Stated exercise: Print, please, the line that contains "spot the lips" and each line after it to the end of the entries, unchanged and with nothing else.

■ ■ ■ ■ ■

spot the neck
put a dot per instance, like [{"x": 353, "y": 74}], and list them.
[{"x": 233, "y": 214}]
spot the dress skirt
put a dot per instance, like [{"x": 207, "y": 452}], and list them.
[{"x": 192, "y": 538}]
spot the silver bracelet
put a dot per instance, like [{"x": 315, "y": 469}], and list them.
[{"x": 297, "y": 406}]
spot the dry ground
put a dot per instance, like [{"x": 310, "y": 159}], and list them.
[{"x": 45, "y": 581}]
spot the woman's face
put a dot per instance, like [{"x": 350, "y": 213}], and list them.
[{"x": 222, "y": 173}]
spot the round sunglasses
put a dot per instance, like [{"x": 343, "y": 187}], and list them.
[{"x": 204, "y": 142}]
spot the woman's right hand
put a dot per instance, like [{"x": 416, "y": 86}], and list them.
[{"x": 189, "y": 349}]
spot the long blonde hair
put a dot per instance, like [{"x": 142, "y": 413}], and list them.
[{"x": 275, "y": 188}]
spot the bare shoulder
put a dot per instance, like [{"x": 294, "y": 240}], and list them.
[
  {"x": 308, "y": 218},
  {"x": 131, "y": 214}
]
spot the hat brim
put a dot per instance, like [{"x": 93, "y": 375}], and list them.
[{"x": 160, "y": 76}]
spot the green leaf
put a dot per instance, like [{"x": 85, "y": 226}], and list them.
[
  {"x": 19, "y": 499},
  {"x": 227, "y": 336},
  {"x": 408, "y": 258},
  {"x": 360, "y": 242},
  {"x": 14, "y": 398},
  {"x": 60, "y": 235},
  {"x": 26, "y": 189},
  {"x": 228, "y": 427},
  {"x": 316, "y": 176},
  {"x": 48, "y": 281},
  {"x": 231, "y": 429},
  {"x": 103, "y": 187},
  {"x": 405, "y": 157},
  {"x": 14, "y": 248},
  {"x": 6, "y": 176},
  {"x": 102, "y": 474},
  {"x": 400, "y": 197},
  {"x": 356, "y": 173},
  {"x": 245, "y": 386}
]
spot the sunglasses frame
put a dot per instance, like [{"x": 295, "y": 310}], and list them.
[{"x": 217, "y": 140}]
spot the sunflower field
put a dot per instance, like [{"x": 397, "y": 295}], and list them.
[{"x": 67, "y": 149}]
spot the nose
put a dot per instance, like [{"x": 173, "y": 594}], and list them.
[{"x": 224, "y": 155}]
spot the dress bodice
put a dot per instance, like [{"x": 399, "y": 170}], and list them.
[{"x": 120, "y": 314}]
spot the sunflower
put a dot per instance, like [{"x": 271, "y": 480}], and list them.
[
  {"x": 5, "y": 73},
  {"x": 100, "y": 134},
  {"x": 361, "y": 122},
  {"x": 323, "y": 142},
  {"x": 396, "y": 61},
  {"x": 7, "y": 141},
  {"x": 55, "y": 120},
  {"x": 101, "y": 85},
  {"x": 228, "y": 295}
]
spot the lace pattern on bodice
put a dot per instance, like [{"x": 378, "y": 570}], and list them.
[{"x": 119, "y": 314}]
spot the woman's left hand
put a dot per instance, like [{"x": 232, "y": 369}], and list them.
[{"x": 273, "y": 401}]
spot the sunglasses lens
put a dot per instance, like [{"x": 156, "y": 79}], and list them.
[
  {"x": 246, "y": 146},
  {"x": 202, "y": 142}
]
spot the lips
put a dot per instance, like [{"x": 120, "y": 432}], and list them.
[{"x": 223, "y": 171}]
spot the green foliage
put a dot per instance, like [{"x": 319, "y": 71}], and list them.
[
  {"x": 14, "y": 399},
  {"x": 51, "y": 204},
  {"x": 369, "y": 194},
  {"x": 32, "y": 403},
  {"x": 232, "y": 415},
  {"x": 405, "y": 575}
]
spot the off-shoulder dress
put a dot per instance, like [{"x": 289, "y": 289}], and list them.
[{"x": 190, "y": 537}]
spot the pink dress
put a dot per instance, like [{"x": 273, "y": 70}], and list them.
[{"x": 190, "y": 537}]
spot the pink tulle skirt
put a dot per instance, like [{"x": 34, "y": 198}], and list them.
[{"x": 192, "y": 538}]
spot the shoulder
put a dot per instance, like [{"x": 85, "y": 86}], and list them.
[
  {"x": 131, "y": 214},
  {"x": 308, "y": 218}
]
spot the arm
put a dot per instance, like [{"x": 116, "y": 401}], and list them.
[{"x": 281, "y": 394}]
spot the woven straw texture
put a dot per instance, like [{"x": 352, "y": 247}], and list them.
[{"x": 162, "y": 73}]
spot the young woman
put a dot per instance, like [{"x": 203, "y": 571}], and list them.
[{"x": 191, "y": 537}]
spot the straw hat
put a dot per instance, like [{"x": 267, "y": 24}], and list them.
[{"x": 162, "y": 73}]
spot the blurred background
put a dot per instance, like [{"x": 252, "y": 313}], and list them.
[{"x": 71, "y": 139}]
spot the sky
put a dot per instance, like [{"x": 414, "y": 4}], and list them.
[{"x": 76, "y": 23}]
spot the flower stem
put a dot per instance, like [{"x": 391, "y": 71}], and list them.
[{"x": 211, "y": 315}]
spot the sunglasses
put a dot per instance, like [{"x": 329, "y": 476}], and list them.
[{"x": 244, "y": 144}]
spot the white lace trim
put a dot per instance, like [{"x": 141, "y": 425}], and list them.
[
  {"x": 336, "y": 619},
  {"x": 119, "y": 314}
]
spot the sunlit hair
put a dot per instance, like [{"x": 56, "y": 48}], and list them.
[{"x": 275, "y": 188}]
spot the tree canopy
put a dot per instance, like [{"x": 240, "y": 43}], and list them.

■ ■ ■ ■ ■

Solution for this exercise:
spot the lips
put a dot per instance, like [{"x": 120, "y": 432}], and list them.
[{"x": 223, "y": 171}]
spot the green foliage
put a dot per instance, like [{"x": 319, "y": 71}], and list them.
[
  {"x": 14, "y": 399},
  {"x": 51, "y": 204},
  {"x": 369, "y": 194},
  {"x": 32, "y": 403},
  {"x": 232, "y": 415},
  {"x": 405, "y": 575}
]
spot the off-shoulder dress
put a dot per instance, like [{"x": 289, "y": 289}], and list them.
[{"x": 190, "y": 537}]
spot the pink dress
put a dot per instance, like [{"x": 273, "y": 70}], and list them.
[{"x": 190, "y": 537}]
spot the pink tulle skirt
put a dot per instance, like [{"x": 34, "y": 198}], and list them.
[{"x": 192, "y": 538}]
spot the shoulder
put a dot per instance, like [{"x": 85, "y": 86}], and list them.
[
  {"x": 131, "y": 214},
  {"x": 308, "y": 218}
]
spot the arm
put a dot per instance, like [{"x": 116, "y": 401}], and list them.
[{"x": 281, "y": 394}]
spot the woven straw texture
put a dot per instance, like [{"x": 352, "y": 247}], and list them.
[{"x": 162, "y": 73}]
spot the young woman
put a dot per instance, like [{"x": 203, "y": 571}], and list them.
[{"x": 191, "y": 537}]
spot the straw hat
put a dot per instance, like [{"x": 267, "y": 24}], and list them.
[{"x": 162, "y": 73}]
spot the blurred background
put a dot per instance, like [{"x": 252, "y": 313}], and list them.
[{"x": 71, "y": 139}]
spot the sky
put a dot per instance, like [{"x": 414, "y": 4}], and list them.
[{"x": 76, "y": 23}]
spot the flower stem
put a dot per instance, like [{"x": 391, "y": 71}], and list them.
[{"x": 211, "y": 315}]
spot the sunglasses
put a dot per instance, like [{"x": 329, "y": 476}], and list them.
[{"x": 244, "y": 144}]
spot the white lace trim
put a dot per instance, like [{"x": 141, "y": 425}], and list them.
[
  {"x": 336, "y": 619},
  {"x": 119, "y": 314}
]
spot the sunlit hair
put a dot per instance, like [{"x": 56, "y": 48}], and list them.
[{"x": 275, "y": 188}]
spot the tree canopy
put a dot per instance, like [{"x": 240, "y": 43}], and list them.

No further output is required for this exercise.